═══ Data to process ═══
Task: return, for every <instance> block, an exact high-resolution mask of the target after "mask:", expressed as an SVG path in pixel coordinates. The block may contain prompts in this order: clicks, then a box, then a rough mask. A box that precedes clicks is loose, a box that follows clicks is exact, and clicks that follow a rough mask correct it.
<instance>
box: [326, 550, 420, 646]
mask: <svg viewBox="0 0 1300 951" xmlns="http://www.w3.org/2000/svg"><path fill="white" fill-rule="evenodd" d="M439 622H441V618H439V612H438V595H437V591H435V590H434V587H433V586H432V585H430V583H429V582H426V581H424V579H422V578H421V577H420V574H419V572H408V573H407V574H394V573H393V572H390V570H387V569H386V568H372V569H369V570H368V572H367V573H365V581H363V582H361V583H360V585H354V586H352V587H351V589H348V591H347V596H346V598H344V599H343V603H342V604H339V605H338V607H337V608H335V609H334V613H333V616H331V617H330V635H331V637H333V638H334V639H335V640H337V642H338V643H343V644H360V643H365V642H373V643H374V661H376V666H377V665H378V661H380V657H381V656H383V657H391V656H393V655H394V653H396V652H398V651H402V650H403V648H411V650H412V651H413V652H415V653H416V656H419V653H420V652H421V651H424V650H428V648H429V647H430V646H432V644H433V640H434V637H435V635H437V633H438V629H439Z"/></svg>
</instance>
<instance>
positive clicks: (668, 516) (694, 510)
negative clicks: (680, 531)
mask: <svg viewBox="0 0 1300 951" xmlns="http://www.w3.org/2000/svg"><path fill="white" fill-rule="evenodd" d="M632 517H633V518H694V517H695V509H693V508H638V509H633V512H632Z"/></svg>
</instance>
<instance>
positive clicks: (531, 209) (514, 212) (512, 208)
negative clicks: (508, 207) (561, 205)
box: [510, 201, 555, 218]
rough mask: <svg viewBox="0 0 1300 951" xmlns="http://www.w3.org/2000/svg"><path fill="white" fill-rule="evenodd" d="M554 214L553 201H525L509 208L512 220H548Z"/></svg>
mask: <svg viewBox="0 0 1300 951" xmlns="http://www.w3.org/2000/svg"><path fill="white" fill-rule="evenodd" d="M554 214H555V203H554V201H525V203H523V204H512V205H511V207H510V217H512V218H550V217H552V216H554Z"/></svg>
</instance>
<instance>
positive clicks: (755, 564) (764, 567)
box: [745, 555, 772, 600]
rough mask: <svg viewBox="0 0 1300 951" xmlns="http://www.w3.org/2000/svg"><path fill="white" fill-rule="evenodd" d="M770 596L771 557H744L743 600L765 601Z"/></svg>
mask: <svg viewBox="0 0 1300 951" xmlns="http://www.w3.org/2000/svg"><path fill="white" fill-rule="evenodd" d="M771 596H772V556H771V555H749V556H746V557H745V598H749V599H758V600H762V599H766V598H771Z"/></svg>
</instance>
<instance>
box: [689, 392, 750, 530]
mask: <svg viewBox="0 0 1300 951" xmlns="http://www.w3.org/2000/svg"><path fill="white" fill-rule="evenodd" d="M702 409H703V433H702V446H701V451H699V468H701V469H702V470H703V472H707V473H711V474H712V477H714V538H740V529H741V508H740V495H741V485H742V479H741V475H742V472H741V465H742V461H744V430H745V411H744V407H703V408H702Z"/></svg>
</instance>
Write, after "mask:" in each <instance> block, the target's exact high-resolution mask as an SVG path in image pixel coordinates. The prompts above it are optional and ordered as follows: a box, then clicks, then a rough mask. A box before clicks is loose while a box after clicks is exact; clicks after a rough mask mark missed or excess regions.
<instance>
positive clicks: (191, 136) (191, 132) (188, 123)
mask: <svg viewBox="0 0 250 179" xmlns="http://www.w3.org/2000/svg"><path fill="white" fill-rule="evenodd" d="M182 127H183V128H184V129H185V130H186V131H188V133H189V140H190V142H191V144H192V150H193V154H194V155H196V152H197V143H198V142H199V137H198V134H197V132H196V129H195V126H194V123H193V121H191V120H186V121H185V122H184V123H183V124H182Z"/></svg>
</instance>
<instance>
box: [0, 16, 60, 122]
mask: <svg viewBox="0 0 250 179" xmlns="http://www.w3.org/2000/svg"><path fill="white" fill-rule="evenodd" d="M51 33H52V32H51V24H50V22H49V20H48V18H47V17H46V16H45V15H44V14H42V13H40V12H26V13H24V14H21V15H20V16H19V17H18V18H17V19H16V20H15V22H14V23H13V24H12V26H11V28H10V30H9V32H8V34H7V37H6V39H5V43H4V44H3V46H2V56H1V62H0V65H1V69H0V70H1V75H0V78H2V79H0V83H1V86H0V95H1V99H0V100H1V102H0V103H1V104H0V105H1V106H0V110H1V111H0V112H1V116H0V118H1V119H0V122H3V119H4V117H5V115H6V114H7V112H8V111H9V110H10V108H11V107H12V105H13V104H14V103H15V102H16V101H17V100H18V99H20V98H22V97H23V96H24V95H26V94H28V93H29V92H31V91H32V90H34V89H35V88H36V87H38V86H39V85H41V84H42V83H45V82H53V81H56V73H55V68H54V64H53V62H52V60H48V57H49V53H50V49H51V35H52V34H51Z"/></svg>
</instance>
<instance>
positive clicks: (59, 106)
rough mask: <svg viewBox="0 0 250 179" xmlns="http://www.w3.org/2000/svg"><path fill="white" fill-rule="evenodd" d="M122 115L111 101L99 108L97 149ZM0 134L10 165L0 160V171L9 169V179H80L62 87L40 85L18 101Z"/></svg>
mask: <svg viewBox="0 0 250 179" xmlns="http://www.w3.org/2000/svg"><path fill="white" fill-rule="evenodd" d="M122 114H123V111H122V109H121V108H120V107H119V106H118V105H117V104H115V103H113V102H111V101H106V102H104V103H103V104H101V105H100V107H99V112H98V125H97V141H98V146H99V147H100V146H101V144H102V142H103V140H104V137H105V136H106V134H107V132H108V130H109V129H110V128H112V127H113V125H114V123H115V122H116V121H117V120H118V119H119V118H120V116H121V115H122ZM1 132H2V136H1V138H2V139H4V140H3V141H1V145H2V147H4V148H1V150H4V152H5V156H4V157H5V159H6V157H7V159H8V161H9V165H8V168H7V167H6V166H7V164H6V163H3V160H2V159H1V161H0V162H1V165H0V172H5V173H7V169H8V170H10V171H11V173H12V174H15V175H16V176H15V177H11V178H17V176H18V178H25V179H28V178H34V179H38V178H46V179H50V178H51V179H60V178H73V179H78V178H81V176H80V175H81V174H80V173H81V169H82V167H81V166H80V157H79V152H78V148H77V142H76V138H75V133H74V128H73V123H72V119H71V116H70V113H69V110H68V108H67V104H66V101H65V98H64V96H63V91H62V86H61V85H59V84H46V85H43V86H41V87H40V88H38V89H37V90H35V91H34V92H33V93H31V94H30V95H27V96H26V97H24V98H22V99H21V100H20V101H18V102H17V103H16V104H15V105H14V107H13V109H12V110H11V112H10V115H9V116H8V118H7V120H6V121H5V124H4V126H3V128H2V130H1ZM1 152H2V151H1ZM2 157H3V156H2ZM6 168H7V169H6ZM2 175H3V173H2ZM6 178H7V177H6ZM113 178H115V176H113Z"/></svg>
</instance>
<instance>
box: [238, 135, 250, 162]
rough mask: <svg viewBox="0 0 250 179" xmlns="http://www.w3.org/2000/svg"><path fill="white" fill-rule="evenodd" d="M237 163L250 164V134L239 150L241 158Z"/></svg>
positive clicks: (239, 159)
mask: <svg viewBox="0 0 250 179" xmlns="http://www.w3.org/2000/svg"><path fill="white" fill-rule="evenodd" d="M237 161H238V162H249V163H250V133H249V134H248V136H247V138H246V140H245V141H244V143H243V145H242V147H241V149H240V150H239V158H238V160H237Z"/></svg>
═══
- Problem statement
Every line above that has the string "high" needs to be copied.

- The completed task
Task: return, for every <instance> block, an exact high-resolution mask of the target after "mask:", expressed as an SVG path in pixel coordinates. The block may contain prompts in this order: clicks, then a box, then a rough mask. A box that precedes clicks is loose, a box that follows clicks is exact, and clicks that follow a rough mask correct it.
Write, after "mask:" in each <instance> block, the target's exact high-resolution mask as an SVG path in image pixel coordinates. The prompts above it are optional and ordered as follows: a box, then clicks, then a rough mask. A box before clicks is loose while a box after clicks is exact; clicks after a rough mask mark missed or excess regions.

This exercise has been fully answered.